> _LES CONSIGNES_
- A) D'après la lettre envoyée de Calcutta, qu'est-ce que son auteur a fait hier ? Nommez chaque activité.
- B) Répondez à ces questions sur la lettre envoyée de Calcutta :
(i) À quelle heure son auteur s'est-il réveillé ?
(ii) Que corrige la mère d'Annette pendant que la lettre s'écrit ?
(iii) Quel pays sert d'exemple pour la construction d'un « Grid » ?

> _EXTRAIT CITÉ_
Correspondence from the 1930s - 1940s between members of the Townend family
HPV + LJT Letters 1933 to 1935

1934 May

From HPV to Annette

Calcutta
Mai 1 ième 1934

Ma chère Annette

J’aperçois que je me suis (?)srimis à une nouvelle corvée et qu désormais il me foudra chaque semaine composer un thême pour faire plaisir à mademoiselle. Je suis assis dans la véranda: c’est après le diner: et madame votre mère s’occupe de corriger des épreuves de la nouvelle édition du Guide de Sikkim. Il fait chaud. Le ventilateur tourne et fait des gazouillements: sur la table les pages d’un livre ouvert frénissent dans la brise. Décidement je ne veux point écrire. Demain it y’aura un orage. Depuis l’aube des nuages noirs courrent le ciel. A six heures et demi quand je me suis éveillé, il faisait si noir que je ne me suis pas levé jusqu’à sept heures. Hier j’essayai de jouer au golf: je suis allé au club de Tollygunge et j’ai frappé peutêtre deux douzaines de balles: sans succès. J’ai oublié l’art de prefer et je suis agacé. Après nous sommes allés au piscine comme d’habitude: là nous avons retrouvés quelques messieurs de notre connaissance et nous nous donnes distrait une demi heure environ à bavarder et à boire des cocktails. Les cocktails, que je les détests! Mais Monsieur Shostres est fier de sa prouesse comme barman et exige que ses amis en dégustent les produits.

Il y a trois jours, j’avais une idée excellente. Si nous pourrions électriser le demi de Bengale: construire un “Grid” comme on a fait en Angleterre! j’ imagine que je me demande si – peutêtre it serait pratique de pomper de l’eau dans des canals énormes pour irriguer les terres plus élevées pendant la saison des pluis quand les fleuves sont débordés. Si nous pourions payer la dépense des installations électriques par imposer des contributions pour l’arrosage des terres, l’électricité pour illumer les villes et pour faire fonctionner les machines des usines se vendrait à trés bon marché. Mais les montagnes ai je suppose se produirait l’électricité le plus facilement sont assez loin: et il y’aura beaucoup de difficultés. Ce sont des rêves.

Annotations de position
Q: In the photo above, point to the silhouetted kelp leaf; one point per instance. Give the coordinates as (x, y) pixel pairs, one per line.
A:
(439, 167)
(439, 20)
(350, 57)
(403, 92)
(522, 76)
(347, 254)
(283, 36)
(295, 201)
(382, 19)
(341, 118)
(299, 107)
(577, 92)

> _RÉPONSES RÉDIGÉES_
- A)
- Essayer de jouer au golf au club de Tollygunge, en frappant environ deux douzaines de balles
- Aller à la piscine
- Bavarder une demi-heure avec quelques messieurs de connaissance
- Boire des cocktails

- B)
(i) À six heures et demie.
(ii) Les épreuves de la nouvelle édition du Guide de Sikkim.
(iii) L'Angleterre.